• **Available records**
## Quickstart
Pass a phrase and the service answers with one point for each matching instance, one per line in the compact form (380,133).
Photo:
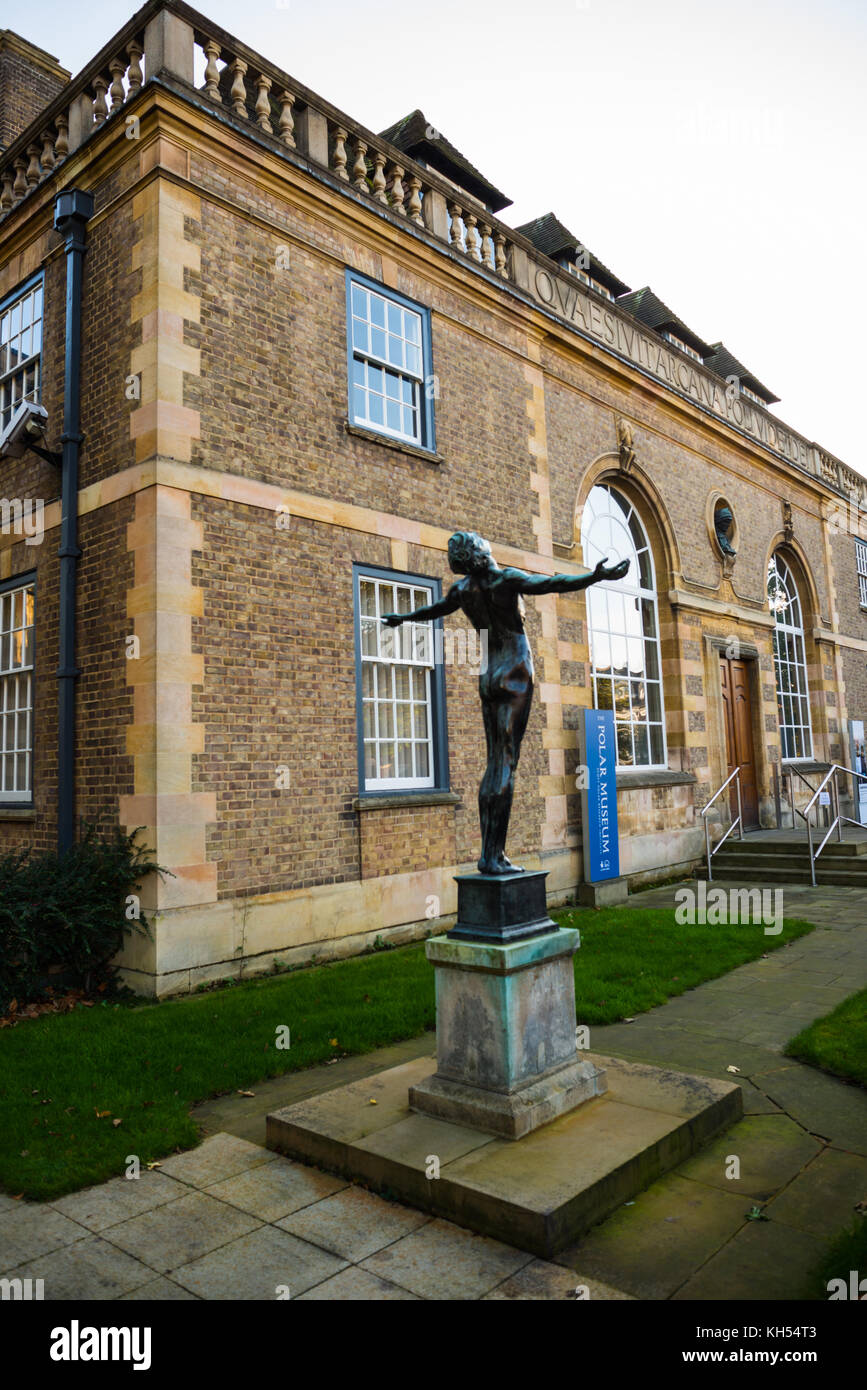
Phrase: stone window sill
(652,777)
(388,801)
(400,445)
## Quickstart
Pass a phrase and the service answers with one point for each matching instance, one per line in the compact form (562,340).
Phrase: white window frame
(860,565)
(21,324)
(395,353)
(630,590)
(17,681)
(409,648)
(792,633)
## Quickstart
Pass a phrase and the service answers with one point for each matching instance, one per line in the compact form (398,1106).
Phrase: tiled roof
(552,238)
(724,364)
(418,138)
(652,312)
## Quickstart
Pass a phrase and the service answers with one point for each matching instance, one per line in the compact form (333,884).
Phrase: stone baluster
(473,238)
(238,93)
(118,68)
(100,106)
(211,71)
(486,248)
(263,103)
(338,157)
(456,228)
(360,166)
(61,143)
(380,177)
(46,159)
(414,200)
(20,185)
(286,121)
(134,75)
(34,173)
(396,189)
(499,255)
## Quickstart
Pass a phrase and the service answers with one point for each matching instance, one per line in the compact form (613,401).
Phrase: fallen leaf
(756,1214)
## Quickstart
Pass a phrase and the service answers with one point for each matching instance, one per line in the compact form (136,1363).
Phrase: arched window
(624,628)
(789,662)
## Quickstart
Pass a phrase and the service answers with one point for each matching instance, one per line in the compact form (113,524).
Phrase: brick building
(307,355)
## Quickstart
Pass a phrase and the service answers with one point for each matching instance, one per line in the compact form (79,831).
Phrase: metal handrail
(837,823)
(737,823)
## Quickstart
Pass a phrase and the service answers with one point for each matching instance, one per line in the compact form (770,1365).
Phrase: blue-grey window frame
(438,684)
(21,581)
(24,288)
(428,423)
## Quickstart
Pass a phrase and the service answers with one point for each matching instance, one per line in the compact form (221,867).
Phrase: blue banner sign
(599,795)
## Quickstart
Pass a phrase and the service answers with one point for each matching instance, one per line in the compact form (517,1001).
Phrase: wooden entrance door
(738,715)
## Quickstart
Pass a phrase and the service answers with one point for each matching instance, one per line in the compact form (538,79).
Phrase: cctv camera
(24,431)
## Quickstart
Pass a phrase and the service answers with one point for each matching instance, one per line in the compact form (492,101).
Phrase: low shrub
(67,913)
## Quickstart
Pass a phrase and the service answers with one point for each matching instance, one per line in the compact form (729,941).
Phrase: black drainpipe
(72,210)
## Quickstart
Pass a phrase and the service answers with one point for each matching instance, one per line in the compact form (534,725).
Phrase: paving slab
(353,1223)
(820,1102)
(120,1200)
(545,1282)
(538,1191)
(268,1264)
(771,1150)
(821,1200)
(217,1158)
(274,1190)
(159,1290)
(29,1229)
(653,1246)
(442,1261)
(360,1286)
(174,1235)
(764,1261)
(89,1269)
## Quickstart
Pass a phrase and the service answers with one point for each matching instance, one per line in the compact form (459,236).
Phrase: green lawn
(848,1253)
(147,1064)
(837,1043)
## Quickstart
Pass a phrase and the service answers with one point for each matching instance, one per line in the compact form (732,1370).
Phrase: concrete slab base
(538,1193)
(509,1115)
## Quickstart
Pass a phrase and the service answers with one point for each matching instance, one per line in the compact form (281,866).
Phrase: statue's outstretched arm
(564,583)
(449,603)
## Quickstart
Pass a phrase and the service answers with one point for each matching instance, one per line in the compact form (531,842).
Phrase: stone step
(849,849)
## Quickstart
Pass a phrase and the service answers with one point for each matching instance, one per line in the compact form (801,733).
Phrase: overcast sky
(714,152)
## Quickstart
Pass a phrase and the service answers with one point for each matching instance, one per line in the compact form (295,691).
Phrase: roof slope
(418,138)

• **Required work**
Please report how many of the lines above contain the string "blue", with case counting, and give only the number.

• **Finished exercise**
2